With disconcerting speed, the story shifts to southern Africa, where a series of gunshots ring out across the African plains. This is followed by the hacking sound of machetes – it takes little time to dehorn a rhino because its horn consists not of bone but of keratin fibres with the density of tightly compressed hair or fingernails.

The getaway begins, armed rangers give chase. Once the horn leaves the flimsy protection of the national park or game reserve, where its former owner lies bleeding to death, it may never be found.

White Rhinoceros with a calf at Lake Nakuru national Park in Kenya. Photo: Martin Harvey/WWF

Its new owners never brought to justice. Sometimes they are caught. Sometimes they get away. Either way, another rhino is dead in a war that the bad guys seem to be winning.

The story shifts again, back to Vietnam where even the prime minister is rumoured to have survived a life-threatening illness after ingesting rhino horn. More than a cure for the country’s rich and powerful, however, rhino horn has by now crossed into the mainstream. Young Vietnamese mothers have taken to keeping at hand a supply of rhino horn to treat high fevers and other childhood ailments.

It is also the drug of choice for minor complaints associated more with the affluent lifestyle to which increasing numbers of Vietnamese have access; rhino horn has become a cure-all pick-me-up, a tonic, an elixir for hangovers.

With this new popularity has come the essential paraphernalia common to lifestyle drugs the world over, including bowls with specially designed serrated edges for grinding rhino horn into powder. In a short space of time, rhino horn has become the latest must-have accessory for the nouveau riche.

The sudden spike in Vietnamese demand, the miraculous fame of a saved official or his wife, and rhino horn’s emergence as a symbol of status all came at a time when legal stockpiles of rhino horn were at an all-time low. Demand and supply. This is the irrefutable law of economics.

Or, as one expert in the illegal trade in rhino horn put it: ”It was a perfect storm of deadly consumption.”

The rhinoceros is one of the oldest creatures on earth, one of just two survivors – the other is the elephant – of the megaherbivores that once counted dinosaurs among their number. Scientists believe rhinos have changed little in 40 million years.

The rhino’s unmistakable echo of the prehistoric and the mystery that surrounds such ancient creatures – this is the animal that Marco Polo mistook for a unicorn, describing it as having the feet of an elephant, the head of a wild boar and hair like a buffalo – have always been its nemesis.

As early as the first century AD, Greek traders travelled to the east, where the rhino horn powder they carried was prized as an aphrodisiac. But the rhino survived and, by the beginning of the 20th century, rhino numbers ran into the hundreds of thousands.

They were certainly plentiful in 1915 when the Roosevelts travelled to Africa to hunt. Kermit, the son, observed a rhinoceros ”standing there in the middle of the African plain, deep in prehistoric thought”, to which Theodore the father is quoted as replying: ”Indeed, the rhinoceros does seem like a survival from the elder world that has vanished.”

The Roosevelts then proceeded to shoot them.

# Required actions
A) According to the rhino horn passage, what is a rhino's horn made of?
B) Write the next part of the passage on rhino horn poaching, picking up after its final sentence.

# Data rows

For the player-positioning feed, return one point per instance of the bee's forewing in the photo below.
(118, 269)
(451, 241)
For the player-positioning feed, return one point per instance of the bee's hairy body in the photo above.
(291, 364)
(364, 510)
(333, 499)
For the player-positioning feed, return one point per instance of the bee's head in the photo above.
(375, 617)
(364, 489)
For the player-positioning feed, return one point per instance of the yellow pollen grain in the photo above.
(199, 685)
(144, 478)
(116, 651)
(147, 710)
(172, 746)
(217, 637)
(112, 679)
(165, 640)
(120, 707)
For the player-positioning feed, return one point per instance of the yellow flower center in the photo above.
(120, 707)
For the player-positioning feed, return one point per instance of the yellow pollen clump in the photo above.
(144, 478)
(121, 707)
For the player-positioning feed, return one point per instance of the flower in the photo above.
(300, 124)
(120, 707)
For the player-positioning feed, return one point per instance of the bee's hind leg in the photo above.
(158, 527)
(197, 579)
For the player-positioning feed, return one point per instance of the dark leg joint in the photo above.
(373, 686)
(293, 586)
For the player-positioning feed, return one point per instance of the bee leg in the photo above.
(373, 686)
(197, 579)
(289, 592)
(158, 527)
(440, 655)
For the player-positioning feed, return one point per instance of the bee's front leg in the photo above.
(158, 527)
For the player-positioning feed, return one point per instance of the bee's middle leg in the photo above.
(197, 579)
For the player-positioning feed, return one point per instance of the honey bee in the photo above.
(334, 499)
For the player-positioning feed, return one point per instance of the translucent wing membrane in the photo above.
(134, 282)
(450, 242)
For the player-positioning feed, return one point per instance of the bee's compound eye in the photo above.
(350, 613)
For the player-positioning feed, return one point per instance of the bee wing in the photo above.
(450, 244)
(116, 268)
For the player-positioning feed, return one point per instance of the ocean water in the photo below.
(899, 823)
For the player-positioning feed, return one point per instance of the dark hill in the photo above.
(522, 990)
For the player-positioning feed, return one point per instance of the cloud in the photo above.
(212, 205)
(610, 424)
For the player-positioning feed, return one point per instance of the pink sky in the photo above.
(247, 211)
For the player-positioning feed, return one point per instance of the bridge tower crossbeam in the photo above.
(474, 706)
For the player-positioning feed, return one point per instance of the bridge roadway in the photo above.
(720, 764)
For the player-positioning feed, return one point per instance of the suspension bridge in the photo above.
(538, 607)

# Results for each task
A) Keratin fibers as dense as tightly compressed hair or fingernails.

B)
Rhinos are epic creatures, gunmetal grey and the second-largest land animal on earth. Up to five metres long and weighing as much as 2700 kilograms, the white rhino, the largest of all rhino species, can live up to 50 years if left to grow old in the wild. In an example of advanced evolutionary adaptability, the black rhino will happily choose from about 220 plant species, eating more than 70 kilograms of plants a day.

These impressive numbers, combined with some of the rhino’s more limiting characteristics – it has very poor eyesight – have added to the myth that surrounds it.

”A slight movement may bring on a rhino charge,” reported nature writer Peter Matthiessen in the 1960s. ”Its poor vision cannot make out what’s moving and its nerves cannot tolerate suspense.”

Thus it was that the rhinoceros became a permanent member of the ”big five”, the roll-call of the most dangerous animals in Africa as defined by professional hunters.

But respect has always been tinged with derision. ”I do not see how the rhinoceros can be permanently preserved,” Theodore Roosevelt is reported as wondering, ”save in very out-of-the-way places or in regular game reserves … the beast’s stupidity, curiosity and truculence make up a combination of qualities which inevitably tend to ensure its destruction.”

In the 1960s, one eminent scientist described the rhinoceros as ”a very pathetic prehistoric creature, quite unable to adapt itself to modern times. It is our duty to save and preserve this short-tempered, prehistorically stupid but nevertheless so immensely lovable creature.”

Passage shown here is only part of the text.